Data for the task

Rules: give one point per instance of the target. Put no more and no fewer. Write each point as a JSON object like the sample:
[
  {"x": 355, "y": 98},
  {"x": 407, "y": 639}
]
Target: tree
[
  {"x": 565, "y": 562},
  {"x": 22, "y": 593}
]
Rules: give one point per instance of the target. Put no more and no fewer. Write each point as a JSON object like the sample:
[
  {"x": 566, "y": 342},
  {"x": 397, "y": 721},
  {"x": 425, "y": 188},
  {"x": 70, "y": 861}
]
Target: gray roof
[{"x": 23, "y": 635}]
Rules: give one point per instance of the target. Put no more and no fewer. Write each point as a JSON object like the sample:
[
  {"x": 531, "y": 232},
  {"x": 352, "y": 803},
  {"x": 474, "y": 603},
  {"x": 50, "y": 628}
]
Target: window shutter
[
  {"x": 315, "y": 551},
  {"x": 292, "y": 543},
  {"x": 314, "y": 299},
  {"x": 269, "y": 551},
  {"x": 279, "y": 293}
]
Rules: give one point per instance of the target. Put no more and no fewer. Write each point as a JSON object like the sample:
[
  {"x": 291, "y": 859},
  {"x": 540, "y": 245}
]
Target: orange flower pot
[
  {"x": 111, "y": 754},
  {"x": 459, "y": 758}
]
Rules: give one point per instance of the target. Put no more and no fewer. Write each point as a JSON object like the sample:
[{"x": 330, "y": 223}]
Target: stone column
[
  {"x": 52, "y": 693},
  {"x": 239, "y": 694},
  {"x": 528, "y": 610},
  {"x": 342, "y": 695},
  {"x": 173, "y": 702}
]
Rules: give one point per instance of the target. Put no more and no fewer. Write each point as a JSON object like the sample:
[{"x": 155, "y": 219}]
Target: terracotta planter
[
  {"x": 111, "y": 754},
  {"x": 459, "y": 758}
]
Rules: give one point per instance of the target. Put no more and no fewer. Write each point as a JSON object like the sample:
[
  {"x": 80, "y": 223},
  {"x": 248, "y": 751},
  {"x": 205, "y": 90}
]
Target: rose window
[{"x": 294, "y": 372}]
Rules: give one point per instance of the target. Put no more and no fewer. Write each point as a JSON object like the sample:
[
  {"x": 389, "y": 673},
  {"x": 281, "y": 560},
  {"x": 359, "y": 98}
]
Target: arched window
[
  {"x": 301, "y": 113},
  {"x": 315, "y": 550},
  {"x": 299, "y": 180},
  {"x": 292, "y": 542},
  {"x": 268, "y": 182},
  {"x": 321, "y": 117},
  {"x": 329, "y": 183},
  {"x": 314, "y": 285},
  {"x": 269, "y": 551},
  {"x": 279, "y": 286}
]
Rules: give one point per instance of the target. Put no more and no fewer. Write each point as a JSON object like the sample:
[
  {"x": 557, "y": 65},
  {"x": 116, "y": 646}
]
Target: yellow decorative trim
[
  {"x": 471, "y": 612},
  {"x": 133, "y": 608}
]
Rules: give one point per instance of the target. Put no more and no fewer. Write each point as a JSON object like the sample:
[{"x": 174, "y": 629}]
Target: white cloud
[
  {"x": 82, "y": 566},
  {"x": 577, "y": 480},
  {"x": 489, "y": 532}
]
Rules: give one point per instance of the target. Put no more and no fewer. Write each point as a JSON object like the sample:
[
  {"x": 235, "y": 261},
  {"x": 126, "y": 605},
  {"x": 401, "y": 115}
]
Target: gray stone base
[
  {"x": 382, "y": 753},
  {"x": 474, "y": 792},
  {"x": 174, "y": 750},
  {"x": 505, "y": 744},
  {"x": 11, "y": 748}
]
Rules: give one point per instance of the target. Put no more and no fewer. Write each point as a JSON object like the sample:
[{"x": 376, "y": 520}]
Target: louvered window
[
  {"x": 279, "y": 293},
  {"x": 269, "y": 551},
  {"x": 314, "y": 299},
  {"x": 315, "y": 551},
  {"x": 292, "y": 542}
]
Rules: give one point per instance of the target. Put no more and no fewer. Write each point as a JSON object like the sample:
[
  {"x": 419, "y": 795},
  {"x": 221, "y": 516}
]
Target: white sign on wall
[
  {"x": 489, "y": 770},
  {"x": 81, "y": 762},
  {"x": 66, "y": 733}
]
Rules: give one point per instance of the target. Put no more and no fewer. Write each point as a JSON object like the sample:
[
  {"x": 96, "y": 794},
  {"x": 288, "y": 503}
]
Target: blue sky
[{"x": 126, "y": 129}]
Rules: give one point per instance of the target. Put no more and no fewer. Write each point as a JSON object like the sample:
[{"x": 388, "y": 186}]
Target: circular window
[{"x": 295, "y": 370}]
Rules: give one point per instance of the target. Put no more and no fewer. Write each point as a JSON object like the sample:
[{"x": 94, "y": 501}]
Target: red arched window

Activity
With no alteration of any kind, give the data again in full.

Reply to the task
Rules: give one point per instance of the target. Put no more and no fewer. Write each point as a JSON object like the sample:
[
  {"x": 355, "y": 98},
  {"x": 407, "y": 639}
]
Target: tree
[
  {"x": 565, "y": 562},
  {"x": 22, "y": 593}
]
Rules: give one point per instance of the target. Put no more and no fewer. Write each point as a JSON object like the sample:
[
  {"x": 566, "y": 342},
  {"x": 397, "y": 721},
  {"x": 425, "y": 188},
  {"x": 70, "y": 861}
]
Target: gray roof
[{"x": 23, "y": 635}]
Rules: give one point per instance of the target. Put no more and no fewer. Write each point as a JSON object like the sample:
[
  {"x": 531, "y": 232},
  {"x": 352, "y": 803},
  {"x": 474, "y": 603},
  {"x": 50, "y": 628}
]
Target: window shutter
[
  {"x": 315, "y": 551},
  {"x": 292, "y": 543},
  {"x": 314, "y": 299},
  {"x": 269, "y": 551},
  {"x": 279, "y": 293}
]
Rules: give one point per instance of the target. Put no more and no fewer. Write each point as a JSON object like the sample:
[
  {"x": 291, "y": 859},
  {"x": 540, "y": 245}
]
Target: orange flower pot
[
  {"x": 111, "y": 754},
  {"x": 459, "y": 758}
]
Rules: give one point per instance of the target. Put no more and no fewer. Write each point as a JSON object like the sample:
[{"x": 330, "y": 223}]
Target: stone column
[
  {"x": 52, "y": 693},
  {"x": 239, "y": 694},
  {"x": 528, "y": 610},
  {"x": 342, "y": 695},
  {"x": 173, "y": 702}
]
Rules: give one point per instance of the target. Put no more and no fewer. Write each point as a JSON object like the sample:
[{"x": 155, "y": 219}]
Target: terracotta planter
[
  {"x": 111, "y": 754},
  {"x": 459, "y": 758}
]
Rules: give one point per instance of the target. Put no more and no fewer. Write each point as a JSON object like the sample:
[
  {"x": 80, "y": 223},
  {"x": 248, "y": 751},
  {"x": 205, "y": 90}
]
Target: rose window
[{"x": 294, "y": 372}]
Rules: give one point per instance of the target. Put no more and no fewer. Write each point as a JSON object like the sample:
[
  {"x": 389, "y": 673},
  {"x": 281, "y": 560},
  {"x": 359, "y": 98}
]
Target: arched window
[
  {"x": 301, "y": 113},
  {"x": 315, "y": 550},
  {"x": 299, "y": 180},
  {"x": 292, "y": 542},
  {"x": 268, "y": 182},
  {"x": 321, "y": 117},
  {"x": 329, "y": 183},
  {"x": 314, "y": 285},
  {"x": 269, "y": 551},
  {"x": 279, "y": 286}
]
Rules: give one point per instance of the target. Put no more and no fewer. Write each point as a JSON object like the sample:
[
  {"x": 557, "y": 65},
  {"x": 116, "y": 646}
]
Target: yellow decorative trim
[
  {"x": 471, "y": 612},
  {"x": 133, "y": 608}
]
Rules: give one point per instance of the target. Put no more and no fewer. Write each point as a JSON object like the sample:
[{"x": 174, "y": 629}]
Target: white cloud
[
  {"x": 82, "y": 566},
  {"x": 577, "y": 480},
  {"x": 489, "y": 532}
]
Rules: give one point per instance of the target. Put no more and no fewer. Write each point as a JSON object like the sample:
[
  {"x": 235, "y": 261},
  {"x": 126, "y": 605},
  {"x": 401, "y": 115}
]
Target: gray stone base
[
  {"x": 382, "y": 753},
  {"x": 474, "y": 792},
  {"x": 174, "y": 750},
  {"x": 505, "y": 744},
  {"x": 11, "y": 748}
]
Rules: give one point per instance of the target. Put no more and no fewer. Write each point as a JSON object like the sample:
[{"x": 376, "y": 520}]
Target: louvered window
[
  {"x": 279, "y": 293},
  {"x": 269, "y": 551},
  {"x": 314, "y": 299},
  {"x": 315, "y": 551},
  {"x": 292, "y": 542}
]
Rules: give one point per instance of the target. Put no more and no fewer. Write each point as a JSON object like the sample:
[
  {"x": 419, "y": 795},
  {"x": 221, "y": 516}
]
Target: white sign on wall
[
  {"x": 489, "y": 770},
  {"x": 81, "y": 762},
  {"x": 66, "y": 733}
]
Rules: give one point per instance of the target. Put no more and no fewer. Write each point as a JSON object like the sample:
[
  {"x": 96, "y": 794},
  {"x": 288, "y": 503}
]
Target: blue sky
[{"x": 126, "y": 129}]
Rules: give one point per instance of the target. Put no more and no fewer. Write each point as a JSON object like the sample:
[{"x": 388, "y": 186}]
Target: circular window
[{"x": 295, "y": 370}]
Rules: give one point per instance of the target. Put no more and no fewer. Write each point as a JSON object like the sample:
[{"x": 94, "y": 501}]
Target: red arched window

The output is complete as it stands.